# Brake pads



## bmach (Apr 13, 2011)

I have Tektro brakes on my Cannondale Synapse what style of pads do I need and what should I get for pads? I live in area that has mountains and lots of hills. I see pads that are compatible with Shimano or Campagnolo and I am not sure about the Tektro. 

Thanks
Brian


----------



## SilverStar (Jan 21, 2008)

Shimano-style pads. You'll get a lot of positive feedback about Koolstop "salmon" pads...they rock! Of course, if you're running carbon rims you want to stick with the pads recommended by your rim manufacturer.


----------



## AndrwSwitch (May 28, 2009)

I'm a big fan of Kool Stop Salmons too.

There is one decision left to make. Sort of. Inexpensive brakes sometimes come with a pad with a post sticking out of it. The whole thing is installed or removed as a unit. If you have that, make sure you get the holders too when you get your kickass new brake pads.


----------



## Mr. Versatile (Nov 24, 2005)

^^^^^^^^^this^^^^^^^^^


----------



## bmach (Apr 13, 2011)

Thanks


----------



## Newnan3 (Jul 8, 2011)

Hows the wear life on the Koolstop pads?


----------



## AndrwSwitch (May 28, 2009)

IME, about the same as every other brake pad. I don't keep brilliant records of this stuff and it's pretty subjective. But, that's how it seems to me.


----------



## JCavilia (Sep 12, 2005)

Newnan3 said:


> Hows the wear life on the Koolstop pads?


I've been using them, and their predecessors (Scott Matthauser, which originally developed the pad compound) for almost 40 years. They last a long time, and they work very well. And they're not expensive. 

Get one of the models that have the spherical washers, which allow easy adjustment of the precise angle. 
This one








is better than this one








Kool Stop Salmon Brake Pads for Bicycles from Harris Cyclery


----------



## GRAVELBIKE (Sep 16, 2011)

My favorites are Kool-Stop salmon. You can get them with holders, or as inserts only. Your LBS should be able to steer you towards the right ones for your particular calipers.


----------



## LePatron (Jan 5, 2011)

The best brake pad compound for aluminum rims is Swisstop Green but I'm not sure that they make a version for canti's.


----------



## Pitts Pilot (Dec 5, 2011)

When you say Swisstop Green is best for aluminum, do you mean braking performance or rim wear or both or other? They're pretty pricey, but if my rims will last longer, I'm all for it. I do LOADS of steep, wet braking.


----------



## LePatron (Jan 5, 2011)

I was mainly refering to braking performance both wet and dry. I haven't noticed any issues with increased rim wear and the manufacturer claims that the green compound is easy on rim surfaces.


----------



## nightfend (Mar 15, 2009)

Tasks to complete:
a: Answer these questions using the brake pad thread:
(i) What brand of brakes does the first poster have on the Cannondale Synapse?
(ii) For about how many years has JCavilia used Kool Stop pads and their predecessors?
(iii) Which pad compound does LePatron call the best for aluminum rims?
b: Write what follows in the brake pad thread, picking up after its final line.

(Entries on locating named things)
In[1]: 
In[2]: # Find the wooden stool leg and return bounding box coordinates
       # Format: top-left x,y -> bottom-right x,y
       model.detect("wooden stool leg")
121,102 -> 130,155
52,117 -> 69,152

Answers to the exercise:
a:
(i) Tektro
(ii) Almost 40 years
(iii) Swisstop Green

b:
7900 Dura-ace pads are very good for aluminum wheelsets.


----------



## sp3000 (Jul 10, 2007)

nightfend said:


> 7900 Dura-ace pads are very good for aluminum wheelsets.


+1 :thumbsup:


----------



## Pitts Pilot (Dec 5, 2011)

I recently switched from the Dura-Ace pad, which I liked just fine, to the Yokozuna Scott-Matthauser. I find them much the same in dry conditions, but much better on my frequent, wet descents. And they're only $7.00.


----------



## Newnan3 (Jul 8, 2011)

Im interested in trying the salmon kool stops because Ive always heard great things about them.

My 105 pads seem to be holding up fine for now however.....


----------



## old'n'slow (Sep 4, 2007)

nightfend said:


> 7900 Dura-ace pads are very good for aluminum wheelsets.


Does anyone know if Shimano made a composition change in the 7900 pads compaired to the 7800 pads?

The reason I ask - I found the 7800 pads to be WAY inferior to the Kool Stop Salmon pads on aluminium rims, but would be willing to try the 7900 pads if improved.


----------



## nightfend (Mar 15, 2009)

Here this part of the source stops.